Records from an annotation dataset:
"""
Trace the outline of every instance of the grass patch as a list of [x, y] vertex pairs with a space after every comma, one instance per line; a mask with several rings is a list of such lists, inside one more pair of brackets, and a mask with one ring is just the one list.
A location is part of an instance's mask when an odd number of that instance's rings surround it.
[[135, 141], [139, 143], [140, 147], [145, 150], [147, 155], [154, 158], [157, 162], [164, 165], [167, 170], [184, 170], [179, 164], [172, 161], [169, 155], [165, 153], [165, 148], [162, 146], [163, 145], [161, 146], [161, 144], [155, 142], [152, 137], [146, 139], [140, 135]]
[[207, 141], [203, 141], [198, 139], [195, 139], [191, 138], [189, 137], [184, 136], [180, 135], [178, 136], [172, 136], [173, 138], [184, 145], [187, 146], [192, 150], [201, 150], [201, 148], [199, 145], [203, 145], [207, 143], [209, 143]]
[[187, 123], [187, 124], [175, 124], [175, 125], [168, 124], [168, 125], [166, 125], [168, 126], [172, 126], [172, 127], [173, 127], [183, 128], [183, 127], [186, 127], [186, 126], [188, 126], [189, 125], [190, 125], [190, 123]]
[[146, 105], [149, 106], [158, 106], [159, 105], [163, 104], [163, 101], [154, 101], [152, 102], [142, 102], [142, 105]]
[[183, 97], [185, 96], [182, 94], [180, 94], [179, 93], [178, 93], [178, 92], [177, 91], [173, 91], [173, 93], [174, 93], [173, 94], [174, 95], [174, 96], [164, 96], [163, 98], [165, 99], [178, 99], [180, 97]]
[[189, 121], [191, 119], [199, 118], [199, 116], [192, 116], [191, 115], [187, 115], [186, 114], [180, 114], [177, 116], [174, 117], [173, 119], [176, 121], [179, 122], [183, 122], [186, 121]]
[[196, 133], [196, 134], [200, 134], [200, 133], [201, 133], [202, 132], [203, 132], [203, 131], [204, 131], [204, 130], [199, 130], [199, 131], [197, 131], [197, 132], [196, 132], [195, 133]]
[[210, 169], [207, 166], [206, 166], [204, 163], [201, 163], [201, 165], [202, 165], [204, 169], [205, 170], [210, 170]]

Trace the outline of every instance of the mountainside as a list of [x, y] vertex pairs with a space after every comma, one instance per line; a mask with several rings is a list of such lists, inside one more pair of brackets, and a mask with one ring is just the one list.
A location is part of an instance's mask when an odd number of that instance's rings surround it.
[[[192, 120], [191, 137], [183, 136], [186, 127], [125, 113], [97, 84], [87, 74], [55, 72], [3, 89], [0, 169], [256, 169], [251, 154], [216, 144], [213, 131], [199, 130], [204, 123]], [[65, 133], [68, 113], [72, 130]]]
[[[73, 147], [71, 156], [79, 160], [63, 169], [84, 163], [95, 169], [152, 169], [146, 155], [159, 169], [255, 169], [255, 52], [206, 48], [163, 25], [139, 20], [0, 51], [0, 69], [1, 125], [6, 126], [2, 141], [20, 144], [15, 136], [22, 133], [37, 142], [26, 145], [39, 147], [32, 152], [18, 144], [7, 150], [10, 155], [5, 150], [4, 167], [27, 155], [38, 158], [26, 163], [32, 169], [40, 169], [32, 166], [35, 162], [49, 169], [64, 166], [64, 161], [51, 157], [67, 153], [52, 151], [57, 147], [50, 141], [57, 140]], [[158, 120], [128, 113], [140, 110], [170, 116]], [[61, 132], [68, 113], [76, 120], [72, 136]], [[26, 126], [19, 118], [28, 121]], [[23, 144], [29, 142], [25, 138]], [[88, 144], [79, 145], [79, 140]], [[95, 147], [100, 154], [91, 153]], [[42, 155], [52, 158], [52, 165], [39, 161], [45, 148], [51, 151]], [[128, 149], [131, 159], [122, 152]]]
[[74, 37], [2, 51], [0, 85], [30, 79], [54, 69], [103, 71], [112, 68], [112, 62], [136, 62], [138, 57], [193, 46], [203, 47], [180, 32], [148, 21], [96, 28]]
"""
- Written problem -
Update the items above by changing "vertex pairs" to "coordinate pairs" wherever it occurs, and keep everything else the same.

- Expected answer -
Trace the outline of every instance of the grass patch as a list of [x, y] coordinate pairs with a space after every comma, one instance per line; a mask with several rings is a list of such lists, inside one more pair of brackets, and a mask with one ring is just the one list.
A location is part of an instance's mask when an odd number of that instance's rings surround it.
[[135, 141], [139, 143], [140, 147], [145, 150], [147, 155], [154, 158], [157, 162], [164, 165], [167, 170], [184, 170], [179, 164], [172, 161], [169, 155], [165, 153], [165, 148], [162, 146], [163, 145], [161, 146], [161, 144], [155, 142], [152, 137], [146, 139], [140, 135]]
[[207, 141], [203, 141], [198, 139], [195, 139], [191, 138], [189, 137], [184, 136], [180, 135], [178, 136], [172, 136], [173, 138], [184, 145], [187, 146], [192, 150], [201, 150], [201, 148], [199, 145], [203, 145], [207, 143], [209, 143]]
[[187, 123], [187, 124], [175, 124], [175, 125], [168, 124], [168, 125], [166, 125], [168, 126], [172, 126], [172, 127], [173, 127], [183, 128], [183, 127], [186, 127], [186, 126], [188, 126], [189, 125], [190, 125], [190, 123]]
[[146, 105], [149, 106], [158, 106], [159, 105], [163, 104], [163, 101], [154, 101], [152, 102], [142, 102], [142, 105]]
[[183, 97], [185, 96], [182, 94], [180, 94], [179, 93], [178, 93], [178, 92], [177, 91], [173, 91], [173, 93], [174, 93], [173, 94], [174, 95], [174, 96], [164, 96], [163, 98], [165, 99], [178, 99], [180, 97]]
[[189, 121], [191, 119], [199, 118], [199, 116], [192, 116], [191, 115], [187, 115], [186, 114], [180, 114], [177, 116], [174, 117], [173, 119], [176, 121], [179, 122], [183, 122], [186, 121]]
[[196, 133], [196, 134], [200, 134], [200, 133], [201, 133], [202, 132], [203, 132], [203, 131], [204, 131], [204, 130], [199, 130], [199, 131], [197, 131], [197, 132], [196, 132], [195, 133]]
[[210, 169], [207, 166], [206, 166], [204, 163], [201, 163], [201, 165], [202, 165], [204, 169], [205, 170], [210, 170]]

Trace the outline of every instance of the mountainside as a list of [x, y] coordinate pairs with a space after every comma, one instance per line; a mask with several rings is a list of such lists, inside one more pair of brackets, and a mask with one ring is just the one list.
A location is part of an instance's mask when an odd number of that instance's rings surround it.
[[[192, 120], [191, 137], [183, 136], [186, 127], [125, 113], [97, 84], [87, 74], [55, 72], [3, 89], [0, 169], [256, 169], [251, 154], [216, 144], [213, 131], [199, 130], [204, 123]], [[65, 133], [68, 113], [72, 130]]]
[[[73, 147], [71, 156], [79, 160], [63, 169], [84, 163], [95, 169], [152, 169], [146, 155], [159, 169], [255, 169], [255, 52], [206, 48], [163, 25], [139, 20], [0, 51], [0, 69], [1, 125], [6, 126], [2, 141], [20, 144], [15, 136], [22, 133], [37, 142], [26, 145], [39, 147], [32, 152], [18, 144], [7, 150], [10, 155], [5, 150], [4, 167], [27, 155], [38, 158], [26, 163], [32, 169], [40, 169], [32, 166], [35, 162], [49, 169], [64, 166], [64, 161], [51, 157], [67, 153], [52, 151], [57, 147], [50, 141], [57, 140]], [[158, 120], [128, 113], [140, 110], [170, 116]], [[61, 132], [68, 113], [76, 120], [72, 136]], [[26, 126], [19, 118], [28, 121]], [[23, 144], [29, 142], [25, 138]], [[88, 144], [79, 145], [79, 140]], [[95, 147], [100, 154], [91, 153]], [[42, 155], [52, 158], [52, 165], [39, 161], [45, 148], [51, 151]], [[128, 149], [131, 159], [122, 152]]]
[[74, 37], [2, 51], [0, 85], [30, 79], [54, 69], [103, 71], [112, 68], [112, 62], [136, 62], [138, 57], [193, 46], [203, 47], [180, 32], [148, 21], [96, 28]]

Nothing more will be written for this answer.